-- Questions on the material --
1. According to the article below about Nick Poole's award, why did he receive the GRDC 'Seed of Light' Award? Answer in one to three sentences.
2. In the article below about Nick Poole's award, rewrite the paragraph beginning "Mr Poole, employed by" in a single shorter sentence that keeps its main facts.
3. Continue the article below about Nick Poole's award, picking up after its final sentence.
Excerpt to read below:
New Zealand-based researcher wins Australian award

The success of a trans-Tasman research project benefiting graingrowers in New Zealand and Australia has been recognised with the presentation of the 2005 Grains Research and Development Corporation ‘Seed of Light’ Award to a New Zealand-based researcher whose dedication has developed strong links between growers and researchers in both countries, Nick Poole.

The Grains Research and Development Corporation (GRDC) is Australia’s premier agricultural research organisation, directing grower and government funds in excess of $130 million each year to research projects aimed at improving production, farming techniques and social, economic and environmental outcomes.

The GRDC ‘Seed of Light’ Award recognises excellence in grains research and development communications, and was presented to Mr Poole today at the GRDC Research Update at the Adelaide Convention Centre by GRDC Southern Panel chairman Ian MacKinnon.

Mr Poole, employed by New Zealand’s Foundation for Arable Research (FAR) at Christchurch, is the leader of a GRDC project aimed at optimising economic yields by managing diseases in winter cereals produced in the high rainfall areas of New Zealand and Australia’s southern grain belt.

“Nick’s dedication is important to trans-Tasman collaboration in this project,” Mr MacKinnon said. “The strong links forged between FAR, GRDC and Australian farming systems groups are very much a result of his enthusiasm for achieving outcomes that benefit grain producers.

“Nick is a regular visitor to Australia’s southern grain belt and often appears at workshops, field days and GRDC updates to keep growers and other researchers informed. Data related to his research is reported and summarised by major farming systems groups such as Southern Farming Systems and the Birchip Cropping Group, both based in Victoria, and is also disseminated in the UK and Europe. He has provided valuable insight into the many potential techniques for managing disease in Australian cropping.
End of Excerpt to read.
Provided material below:
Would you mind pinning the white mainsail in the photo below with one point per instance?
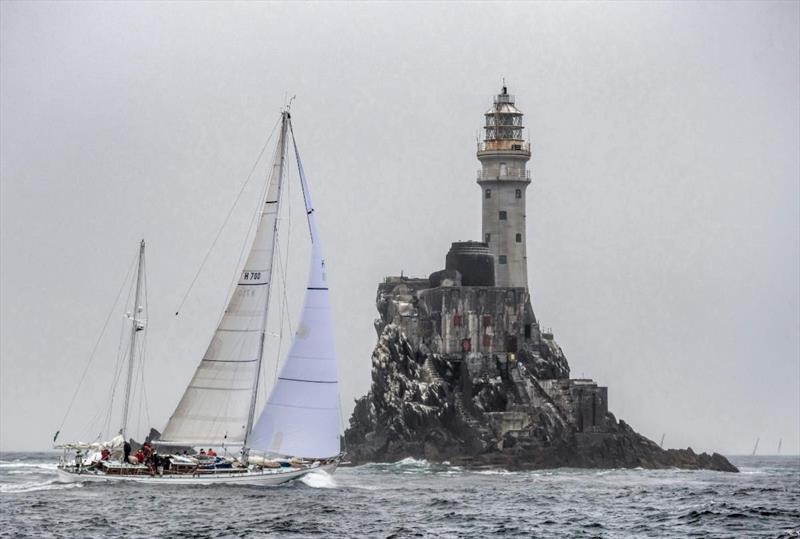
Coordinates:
(301, 417)
(217, 406)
End of Provided material.
-- Your written answers --
1. The award recognizes excellence in grains research and development communications. Poole received it because his dedication built strong links between growers and researchers in New Zealand and Australia through a trans-Tasman research project that benefits graingrowers in both countries.

2. Mr Poole works for New Zealand's Foundation for Arable Research in Christchurch and leads a GRDC project that manages diseases in winter cereals to optimize economic yields in the high rainfall areas of New Zealand and Australia's southern grain belt.

3.
“Nick’s work in the use of fungicides and crop canopy management has great potential to improve disease management techniques and increase yields for growers in southern Australia and New Zealand.”

Mr MacKinnon said Mr Poole, while predominantly working with the GRDC, also advises colleagues at FAR on a range of projects including non-inversion agronomy and crop sequences.

Prior to joining FAR in January 2003, Mr Poole was technical director for Arable Research Centres (ARC) in the United Kingdom, where he oversaw a merger with the Morley Research centre and was responsible for overall research directives, management of trials teams, collation of research data and the extension of outcomes through the media.

“Research plays a vital role in improving grain production, and one of the most important aspects of research is to communicate research outcomes in a way that accelerates the adoption of better varieties and better practices by producers,” Mr MacKinnon said.

“Nick’s work, and importantly his enthusiasm in relating it to growers, has been a valuable contribution to grains research and it gives me great pleasure to present him with the 2005 GRDC ‘Seed of Light’ Award.”